Text block >>
Like everyone else, Opportunities Inc., has adjusted to a new normal. But for clients at the Texarkana-based nonprofit, a global pandemic has delivered a double whammy.
“We serve a vulnerable population, not only with intellectual and developmental disabilities, but with medical conditions,” said Sherry Young, the executive director of Opportunities, Inc. “We’ve had to temporarily close certain programs. We’ve not been able to utilize volunteers due to potential exposure to facilities, client and staff. So, it’s affected not only our clients, but our staff.”
Clay Roberts knows the impact personally. Regions Bank’s market executive for this city on the Texas-Arkansas border first served on the Opportunities Inc., board of directors in 2005.
“The clients get so much out of being productive,” Roberts said. “COVID has hit this group hard, because they’re used to being out in the community, seeing people, working on regular schedules. It’s affected their frame of mind, just like it has a lot of people who are shut in.”
Yet the work at Opportunities Inc., continues through the determination of the staff and the children and adults who call the facility a second home.
In fact, it is home for 35 adults with intellectual and developmental disabilities who live in their residential facilities. For children, Opportunities Inc. offers early intervention and school readiness curriculum. For those making the transition to adulthood there is an active scouting program.
But the next big step is an on-campus career training program that will provide jobs, salary and a future. Three social enterprise models will focus on business services, creative arts and horticulture.
“It’s amazing,” said Schiela Peña, community relations officer for Regions. “As I visit a lot of these markets, most have day centers. But Opportunities has classes where they can explore and identify talents and develop skillsets.”
The new models include:
- Business Service Model — Adult Work clients will provide business services, such as printing, collating, shredding, and packaging to local businesses and individuals.
- Creative Arts Enterprise — This expression allows individuals with intellectual and developmental disabilities the ability to relay their feelings and ideas with others.
- Horticulture Enterprise — Opportunities, Inc. will use horticulture to provide individuals with intellectual and developmental disabilities the benefits of gardening experiences as a part of their vocational and occupational training.
“They focus on finding what makes you tick, then developing skills. It’s a holistic approach, and it’s great therapy. For example, they are teaching you to use your hands and see something grow,” Peña added.
A $280,000 grant from T.L.L. Temple Foundation will play a big role in making the enterprise social models a reality. Donations from Regions, part of a long-standing relationship between the bank and Opportunities Inc., will help support the new model.
Sherry Young, the executive director at Opportunities, Inc., can barely hide her excitement over what comes next.
“We’ll have to hire and create new positions, from a creative arts instructor to a horticulture specialist to help us get our greenhouse running,” Young said. “We’ll construct a garden center here on campus to grow plants for sale to the community.”

Stored data >>
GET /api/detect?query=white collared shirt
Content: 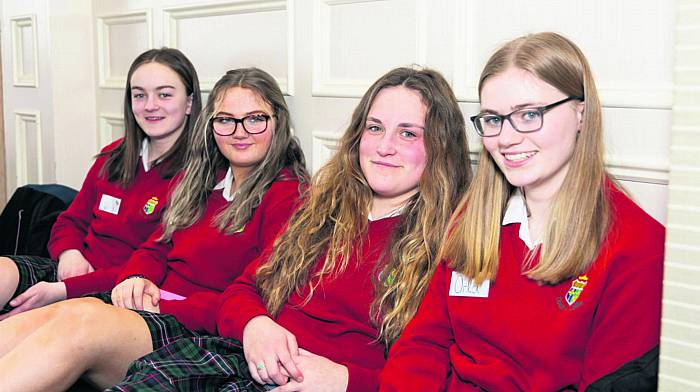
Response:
[214,167,235,201]
[501,189,539,250]
[140,138,151,172]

What you have to do >>
Please continue the article about Opportunities Inc. from where it stops.

Response below >>
The business service side will open first, pending certification, ensuring businesses that their documents will be taken and disposed of properly.
Regions is also using its expertise to help bank accounts of clients grow.
Don Kimmell, a financial wellness relationship manager based in Shreveport, Louisiana, will direct a 30-day money management virtual module for Opportunities Inc. clients focused on controlling every-day expenses.
“The first thing we learn is to pay ourselves first,” Kimmell said. “Then you start saving by identifying where your money goes. Most everyone’s living paycheck to paycheck, but once you go through this you learn to adjust by simply asking, how many colas am I buying? How much am I going out to eat?
Clay Roberts made the connection with Opportunities Inc. 20 years ago when he moved back to Texarkana. While on his board orientation tour, he discovered the Arkansas Children’s program, which provided services he thought could benefit his twin sons who had been diagnosed with learning disabilities. Clay and his wife Kim leaned on Opportunities Inc.’s expertise for assessment and two years of speech and physical therapy that prepared them for school.
“Today, they are graduating high school seniors with great grades and are preparing to attend the University of Arkansas this fall,” Roberts said. “The support Opportunities, Inc. provided our family has made serving as a past board president and a board member for many years even more rewarding.”
Opportunities, Inc. has been creating such opportunities since 1966. But despite the pandemic and the recent winter storm that paralyzed much of the state, this nonprofit’s best days are ahead.
“We are so excited about our enterprise system,” said Rebekah Drennon, the development director at Opportunities, Inc. “The opportunity to work with businesses and create jobs takes it to another level.”
And Regions is excited to be a part of this.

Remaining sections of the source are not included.